§ **EXCERTO**:
┄┄┄┄┄┄┄┄┄┄┄┄┄┄┄┄┄┄┄┄

Os Lusíadas - 450 anos da sua Publicação


Moeda de 50$00 em prata editada em 1972



Eu não consegui, ainda (pode ser que lá chegue), ver qualquer beneficio na velhice. A minha geração e a anterior vêm nisso muita, muita "coisa positiva", falamos assim, sentem-se lindamente na sua, deles, pele, agora é que se sentem eles próprios, nunca estiveram melhor, bla, bla, bla, mas cá para mim, coitados, isso é maleita que lhes deu, assim como lhes dão outras trazidas pela idade, mas que a mim, graças à minha proverbial ruindade filha da minha lucidez, não me atacou.
Uma das famigeradas e proclamadas vantagens é a sempiterna sabedoria, que será superior nos mais velhos, o que, aparentemente, não merece contestação pois que até a simples aritmética está com ela. Se adquirimos uns tantos conhecimentos por ano, assim como adquirimos quilos, rugas, rendimentos ou não rendimentos, pontos para subir na carreira, etc. ,etc.,contas feitas, quem mais anos tem, mais conhecimentos abriga (de abrigar, dentro da cabeça). Até aí concedo. Mas terão também de conceder que se o dito abrigo (o continente) falha, como diabo fica e se publicita o conteúdo? Ah pois é, e estes continentes não costumam ser muito de fiar com o passar dos anos.
Isto tudo para dizer que eu sabia, ora se sabia, que em Março deste ano se assinalavam os 450 anos da publicação de Os Lusíadas. Sabia mas esqueci-me. O que só prova a minha tese, pelo menos quanto à minha pessoa ela está certa. Tenho conhecimentos mas não me lembro deles, coisa que à humanidade se torna muito útil. Adiante, também não é preciso juntar a neura à deslembrança.
E, como sempre sucede nestes casos, se não me lembrei do que se passaria amanhã recordo-me lindamente do que aconteceu há cinquenta anos. Nos 400 anos da publicação, nos idos de 1972, não se falou de outra coisa. Houve até uma Comissão Executiva do IV Centenário da Publicação de Os Lusíadas, a imprensa, a rádio, a televisão única, para já não falar em multiplas comemorações culturais, encarregaram-se de dar a conhecer, ou lembrar, aos portugueses quem era Camões, o seu poema épico e do que tratava. E foi tão vivo e intenso o acontecimento que ninguém dividava que no exame nacional de português desse ano sairiam Os Lusíadas. E assim foi. Lá estava um Canto para a gente identificar, as estrofes para interpretar porque, não, não havia só orações para dividir, embora a gramática fosse exigente dizer isso é (era) desculpa para quem não sabia nem queria saber nada sobre as intervenções dos deuses do Olimpo nas desgraças e prazeres da viagem, da admiração do poeta pelo povo português e da forma poetica de conhecer a História.

┄┄┄┄┄┄┄┄┄┄┄┄┄┄┄┄┄┄┄┄

§ **DADOS**:
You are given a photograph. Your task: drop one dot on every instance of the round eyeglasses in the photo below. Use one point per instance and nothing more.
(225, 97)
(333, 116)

┄┄┄┄┄┄┄┄┄┄┄┄┄┄┄┄┄┄┄┄

§ **FAÇA ISTO**:
Pode dar seguimento ao texto sobre os 450 anos de Os Lusíadas, começando logo depois da última frase?

§ **RESPOSTA**:
Este ano, sinal dos tempos, o que aconteceu, se aconteceu, quanto a celebrações, foi nos nichos habituais de gente que troca o que investiga e publica entre si sem se preocupar em divulgar para o grande público ou sem que os meios de comunicação os façam chegar ao grande público.
De uma dessas situações tive conhecimento através de Francisco José Viegas no seu blog A Origem das Espécies (sapo.pt), que dá conta da tradução para indonésio de Os Lusíadas e de um prodigioso (digo eu!) congresso sobre o tema realizado nas Molucas! (MFM)

"Os Lusíadas em Jacarta 

 Por FJV, em 14.03.22

Uma das razões por que gosto de Os Lusíadas tem a ver com o halo de doidice que percorre o poema épico. O que ali está é um grupo de estouvados que vai pelo mundo fora a desafiar os deuses, os Elementos e a ordem das coisas – o que irrita muito as pessoas que deve irritar. Como poema, é uma construção quase perfeita; como leitura do mundo, é de um atrevimento notável. No sábado passado assinalámos os 450 anos sobre aquele momento em que o impressor António Gonçalves, a 12 de março 1572, em Lisboa, deve ter folheado o primeiro exemplar. Não abriu nenhum telejornal, claro, mas hoje gostava de vos falar de Danny Susanto (professor na Universitas Indonesia, em Jacarta) que falou de Camões e de Os Lusíadas num congresso sobre o tema; tudo online, organizado na Ásia, mas virtualmente em Ternate, no arquipélago das Molucas, lugar essencial dos roteiros camonianos – onde Camões teria começado (ninguém garante) o poema. Foi um belo dia para Danny Susanto: cumpriu um dos objectivos da sua vida – traduzir Os Lusíadas para indonésio. Saiu agora e está disponível. Um abraço para Jacarta."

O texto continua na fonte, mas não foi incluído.